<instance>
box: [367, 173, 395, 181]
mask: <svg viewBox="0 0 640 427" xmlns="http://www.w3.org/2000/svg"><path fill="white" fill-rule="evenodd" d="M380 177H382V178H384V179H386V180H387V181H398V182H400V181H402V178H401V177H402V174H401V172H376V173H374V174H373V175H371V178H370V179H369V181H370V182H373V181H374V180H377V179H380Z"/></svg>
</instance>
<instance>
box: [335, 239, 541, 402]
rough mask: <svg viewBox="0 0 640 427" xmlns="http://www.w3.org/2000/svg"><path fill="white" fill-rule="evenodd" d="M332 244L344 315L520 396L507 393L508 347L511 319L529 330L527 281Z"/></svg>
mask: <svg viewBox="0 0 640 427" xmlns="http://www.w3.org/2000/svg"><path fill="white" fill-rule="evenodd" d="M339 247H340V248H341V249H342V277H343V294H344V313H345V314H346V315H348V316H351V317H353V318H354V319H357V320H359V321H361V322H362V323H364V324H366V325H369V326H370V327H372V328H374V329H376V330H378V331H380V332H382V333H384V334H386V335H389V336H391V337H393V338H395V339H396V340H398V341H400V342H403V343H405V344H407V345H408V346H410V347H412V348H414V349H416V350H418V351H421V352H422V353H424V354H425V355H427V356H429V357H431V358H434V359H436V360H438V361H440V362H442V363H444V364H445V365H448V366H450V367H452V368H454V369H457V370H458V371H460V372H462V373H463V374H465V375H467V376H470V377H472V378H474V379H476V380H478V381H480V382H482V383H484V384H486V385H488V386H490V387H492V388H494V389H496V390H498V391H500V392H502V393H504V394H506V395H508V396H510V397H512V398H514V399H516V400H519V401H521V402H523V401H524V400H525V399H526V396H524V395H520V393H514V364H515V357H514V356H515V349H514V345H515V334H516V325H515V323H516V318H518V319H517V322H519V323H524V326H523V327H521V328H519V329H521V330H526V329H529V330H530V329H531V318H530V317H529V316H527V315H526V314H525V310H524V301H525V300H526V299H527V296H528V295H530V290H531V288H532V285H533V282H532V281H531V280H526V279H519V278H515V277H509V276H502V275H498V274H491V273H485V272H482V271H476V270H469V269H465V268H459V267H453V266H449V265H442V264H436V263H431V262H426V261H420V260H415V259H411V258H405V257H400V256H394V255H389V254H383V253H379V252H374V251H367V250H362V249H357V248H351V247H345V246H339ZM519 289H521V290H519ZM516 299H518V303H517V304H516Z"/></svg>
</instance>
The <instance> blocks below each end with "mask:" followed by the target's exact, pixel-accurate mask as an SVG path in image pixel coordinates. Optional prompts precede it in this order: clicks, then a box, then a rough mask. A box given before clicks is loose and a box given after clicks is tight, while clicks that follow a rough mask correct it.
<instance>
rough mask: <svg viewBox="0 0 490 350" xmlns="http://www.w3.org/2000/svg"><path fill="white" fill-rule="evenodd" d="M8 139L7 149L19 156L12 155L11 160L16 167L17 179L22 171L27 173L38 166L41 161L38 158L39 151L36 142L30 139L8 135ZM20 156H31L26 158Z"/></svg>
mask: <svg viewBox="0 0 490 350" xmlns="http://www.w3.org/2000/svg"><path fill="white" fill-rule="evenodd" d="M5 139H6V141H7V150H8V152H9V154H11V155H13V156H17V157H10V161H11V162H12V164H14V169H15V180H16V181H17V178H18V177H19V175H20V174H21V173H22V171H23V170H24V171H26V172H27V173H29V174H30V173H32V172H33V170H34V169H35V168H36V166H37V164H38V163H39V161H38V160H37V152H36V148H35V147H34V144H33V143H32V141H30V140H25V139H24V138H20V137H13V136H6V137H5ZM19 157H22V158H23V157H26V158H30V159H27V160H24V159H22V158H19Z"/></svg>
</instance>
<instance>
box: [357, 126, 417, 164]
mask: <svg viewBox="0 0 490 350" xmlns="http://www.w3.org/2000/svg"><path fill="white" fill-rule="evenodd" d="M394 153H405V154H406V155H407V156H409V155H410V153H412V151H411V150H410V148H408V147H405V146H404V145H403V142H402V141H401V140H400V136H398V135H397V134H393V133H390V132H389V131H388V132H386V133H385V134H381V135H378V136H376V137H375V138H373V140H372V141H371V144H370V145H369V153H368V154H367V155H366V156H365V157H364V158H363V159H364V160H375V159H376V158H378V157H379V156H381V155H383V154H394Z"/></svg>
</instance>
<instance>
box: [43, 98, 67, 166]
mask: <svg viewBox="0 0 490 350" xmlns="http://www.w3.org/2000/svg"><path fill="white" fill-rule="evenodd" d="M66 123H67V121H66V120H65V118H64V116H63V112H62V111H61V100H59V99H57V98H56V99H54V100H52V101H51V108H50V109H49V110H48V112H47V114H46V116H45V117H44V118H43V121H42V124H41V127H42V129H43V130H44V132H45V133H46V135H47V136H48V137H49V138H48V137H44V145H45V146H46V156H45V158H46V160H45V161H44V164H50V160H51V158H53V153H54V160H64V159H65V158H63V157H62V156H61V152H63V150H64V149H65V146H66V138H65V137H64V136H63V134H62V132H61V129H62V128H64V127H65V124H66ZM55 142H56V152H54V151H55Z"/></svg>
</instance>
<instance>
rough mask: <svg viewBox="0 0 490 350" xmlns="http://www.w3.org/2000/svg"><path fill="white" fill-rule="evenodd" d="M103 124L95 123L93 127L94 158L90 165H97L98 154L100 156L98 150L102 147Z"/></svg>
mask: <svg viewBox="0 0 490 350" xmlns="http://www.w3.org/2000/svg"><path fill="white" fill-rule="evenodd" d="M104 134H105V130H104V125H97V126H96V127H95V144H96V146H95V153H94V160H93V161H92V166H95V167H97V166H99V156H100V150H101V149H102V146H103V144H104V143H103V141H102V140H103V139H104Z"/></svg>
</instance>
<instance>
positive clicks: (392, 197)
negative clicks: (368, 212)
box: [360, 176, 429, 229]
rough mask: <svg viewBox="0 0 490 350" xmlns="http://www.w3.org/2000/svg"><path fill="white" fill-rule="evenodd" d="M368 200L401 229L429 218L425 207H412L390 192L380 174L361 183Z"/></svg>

——

EXERCISE DETAILS -> Please repeat each entry exactly as written.

OUTPUT ->
<instance>
box: [367, 173, 395, 181]
mask: <svg viewBox="0 0 640 427" xmlns="http://www.w3.org/2000/svg"><path fill="white" fill-rule="evenodd" d="M380 177H382V178H384V179H386V180H387V181H398V182H400V181H402V178H401V177H402V174H401V172H376V173H374V174H373V175H371V178H370V179H369V181H370V182H373V181H374V180H377V179H380Z"/></svg>
</instance>
<instance>
box: [335, 239, 541, 402]
rough mask: <svg viewBox="0 0 640 427" xmlns="http://www.w3.org/2000/svg"><path fill="white" fill-rule="evenodd" d="M332 244L344 315L520 396L507 393L508 347L511 319L529 330L527 281Z"/></svg>
mask: <svg viewBox="0 0 640 427" xmlns="http://www.w3.org/2000/svg"><path fill="white" fill-rule="evenodd" d="M339 247H340V248H341V249H342V277H343V294H344V313H345V314H346V315H348V316H351V317H353V318H354V319H357V320H359V321H361V322H362V323H364V324H366V325H369V326H370V327H372V328H374V329H376V330H378V331H380V332H382V333H384V334H386V335H389V336H391V337H393V338H395V339H396V340H398V341H400V342H403V343H405V344H407V345H408V346H410V347H412V348H414V349H416V350H418V351H421V352H422V353H424V354H425V355H427V356H429V357H431V358H434V359H436V360H438V361H440V362H442V363H444V364H445V365H448V366H450V367H452V368H454V369H457V370H458V371H460V372H462V373H463V374H465V375H467V376H470V377H472V378H474V379H476V380H478V381H480V382H482V383H484V384H486V385H488V386H490V387H492V388H494V389H496V390H498V391H500V392H502V393H504V394H506V395H508V396H510V397H512V398H514V399H516V400H519V401H521V402H523V401H524V400H525V399H526V396H524V395H520V393H514V364H515V357H514V356H515V349H514V345H515V334H516V325H515V323H516V318H518V319H517V322H519V323H524V326H523V327H521V328H519V329H521V330H526V329H529V330H530V329H531V318H530V317H529V316H527V315H526V314H525V310H524V301H525V300H526V299H527V296H528V295H530V290H531V288H532V285H533V282H532V281H531V280H526V279H519V278H515V277H509V276H502V275H498V274H491V273H485V272H482V271H476V270H469V269H465V268H459V267H453V266H449V265H442V264H436V263H431V262H426V261H420V260H415V259H411V258H405V257H400V256H394V255H389V254H383V253H379V252H374V251H367V250H362V249H357V248H351V247H345V246H339ZM519 289H521V290H519ZM516 299H518V303H517V304H516Z"/></svg>
</instance>
The <instance> blocks below each end with "mask:" followed by the target's exact, pixel-accurate mask as an SVG path in image pixel coordinates. Optional prompts precede it in this order: clicks, then a box, then a rough mask. A box given before clicks is loose and a box given after clicks is tight, while clicks that follow a rough mask correct it.
<instance>
rough mask: <svg viewBox="0 0 490 350" xmlns="http://www.w3.org/2000/svg"><path fill="white" fill-rule="evenodd" d="M8 139L7 149L19 156L12 155L11 160L16 167L17 179L22 171L27 173L38 166L41 161L38 158L39 151L36 142L30 139L8 135ZM20 156H31L26 158Z"/></svg>
mask: <svg viewBox="0 0 490 350" xmlns="http://www.w3.org/2000/svg"><path fill="white" fill-rule="evenodd" d="M5 139H6V141H7V150H8V152H9V154H11V155H13V156H17V157H10V161H11V162H12V164H14V169H15V180H16V181H17V178H18V177H19V175H20V174H21V173H22V171H23V170H24V171H26V172H27V173H29V174H30V173H32V172H33V170H34V169H35V168H36V166H37V164H38V163H39V161H38V160H37V152H36V148H35V147H34V144H33V143H32V141H30V140H25V139H24V138H20V137H13V136H6V137H5ZM19 157H22V158H23V157H26V158H30V159H27V160H24V159H22V158H19Z"/></svg>
</instance>
<instance>
box: [357, 126, 417, 164]
mask: <svg viewBox="0 0 490 350" xmlns="http://www.w3.org/2000/svg"><path fill="white" fill-rule="evenodd" d="M394 153H405V154H406V155H407V156H409V155H410V153H412V151H411V150H410V148H408V147H405V146H404V145H403V142H402V141H401V140H400V136H398V135H397V134H393V133H390V132H389V131H388V132H386V133H385V134H381V135H378V136H376V137H375V138H373V140H372V141H371V144H370V145H369V153H368V154H367V155H366V156H365V157H364V158H363V159H364V160H375V159H376V158H378V157H379V156H381V155H383V154H394Z"/></svg>
</instance>
<instance>
box: [43, 98, 67, 166]
mask: <svg viewBox="0 0 490 350" xmlns="http://www.w3.org/2000/svg"><path fill="white" fill-rule="evenodd" d="M66 123H67V121H66V120H65V118H64V116H63V112H62V111H61V100H59V99H57V98H56V99H54V100H52V101H51V108H50V109H49V110H48V112H47V114H46V116H45V117H44V118H43V121H42V124H41V127H42V129H43V130H44V132H45V133H46V135H47V136H48V137H49V138H48V137H44V145H45V146H46V156H45V158H46V160H45V161H44V164H50V160H51V158H53V153H54V160H64V159H65V158H63V157H62V156H61V152H63V150H64V149H65V146H66V138H65V137H64V136H63V134H62V132H61V129H62V128H64V127H65V124H66ZM55 142H56V152H54V151H55Z"/></svg>
</instance>
<instance>
rough mask: <svg viewBox="0 0 490 350" xmlns="http://www.w3.org/2000/svg"><path fill="white" fill-rule="evenodd" d="M103 124L95 123L93 127L94 158L90 165H97L98 154L100 156L98 150L102 147Z"/></svg>
mask: <svg viewBox="0 0 490 350" xmlns="http://www.w3.org/2000/svg"><path fill="white" fill-rule="evenodd" d="M104 134H105V130H104V125H97V126H96V127H95V144H96V146H95V153H94V160H93V161H92V166H95V167H97V166H99V156H100V150H101V149H102V146H103V144H104V143H103V141H102V140H103V139H104Z"/></svg>
</instance>
<instance>
positive clicks: (392, 197)
negative clicks: (368, 212)
box: [360, 176, 429, 229]
rough mask: <svg viewBox="0 0 490 350" xmlns="http://www.w3.org/2000/svg"><path fill="white" fill-rule="evenodd" d="M368 200L401 229L429 218L425 207H412L390 192L380 174L361 183Z"/></svg>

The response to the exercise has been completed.